Compound Interest; Ride the wave, or be the wave

28 Jan

compound interest



“Compound interest is the eighth wonder of the world. He who understands it, earns it … he who doesn’t … pays it.”


Breaking down one of my favorite quotes from Albert Einstein, we can see a clear separation between two very different types of individuals. Those that understand the power of compound interest and ride it’s wave and those that don’t understand it and are the wave.  In an effort to steadfast your path to financial independence/early retirement you must be aware of a few of the forces that will sail your ass right to the front of the line.  Compound Interest.  Let’s take a closer look:

In its basic form, compound interest can be defined as interest on interest.  That is, your investment earns interest on its principle (initial amount). This principle and the interest earned are reinvested again to earn even more interest.  This is what your bank does to you when carry a monthly balance on your credit cards. This compound interest the bank is earning off of you is why some feel they can never pay them off; and they are correct.

Are the credit card companies riding the wave or are they the wave?



Let’s assume we have amassed a sum of $100,000 and we are ready to invest it. We purchase an investment that yields an annual 8% return after expenses.  At the end of the year, we find our $100,000 investment has provided us with $8,000 in interest.  The second year, we take this $108,000 and earn another 8%.  At the end of year 2 we find ourselves with $8,640. We see that we have made $640 more in year two than year one; this is due to the compounding effect of reinvesting.  The chart below shows how nicely our initial $100,000 would grow if we leave the principle amount alone for 10 years without touching any of it.  Notice specifically the ACCUMULATED BALANCE column.  Check out year 10, I hope this excites you.

----

■ **DESCRIPTION OF THE TASK**: Reproduce the text on compound interest word for word, from its title through its final sentence. The data that comes next was taken from a separate source and has no connection to the text on compound interest.

■ **DATA BLOCK**:
----

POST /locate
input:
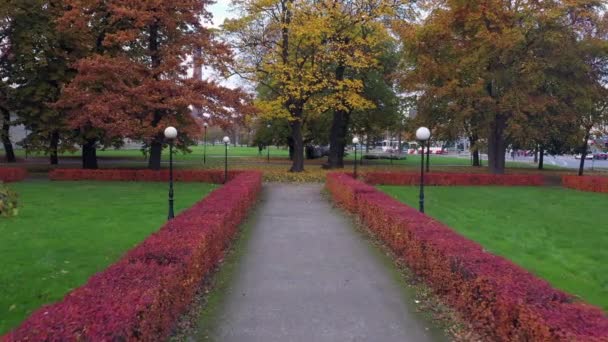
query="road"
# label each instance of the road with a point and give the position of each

----

■ **OUTPUT BELOW**:
Compound Interest; Ride the wave, or be the wave

28 Jan

compound interest



“Compound interest is the eighth wonder of the world. He who understands it, earns it … he who doesn’t … pays it.”


Breaking down one of my favorite quotes from Albert Einstein, we can see a clear separation between two very different types of individuals. Those that understand the power of compound interest and ride it’s wave and those that don’t understand it and are the wave.  In an effort to steadfast your path to financial independence/early retirement you must be aware of a few of the forces that will sail your ass right to the front of the line.  Compound Interest.  Let’s take a closer look:

In its basic form, compound interest can be defined as interest on interest.  That is, your investment earns interest on its principle (initial amount). This principle and the interest earned are reinvested again to earn even more interest.  This is what your bank does to you when carry a monthly balance on your credit cards. This compound interest the bank is earning off of you is why some feel they can never pay them off; and they are correct.

Are the credit card companies riding the wave or are they the wave?



Let’s assume we have amassed a sum of $100,000 and we are ready to invest it. We purchase an investment that yields an annual 8% return after expenses.  At the end of the year, we find our $100,000 investment has provided us with $8,000 in interest.  The second year, we take this $108,000 and earn another 8%.  At the end of year 2 we find ourselves with $8,640. We see that we have made $640 more in year two than year one; this is due to the compounding effect of reinvesting.  The chart below shows how nicely our initial $100,000 would grow if we leave the principle amount alone for 10 years without touching any of it.  Notice specifically the ACCUMULATED BALANCE column.  Check out year 10, I hope this excites you.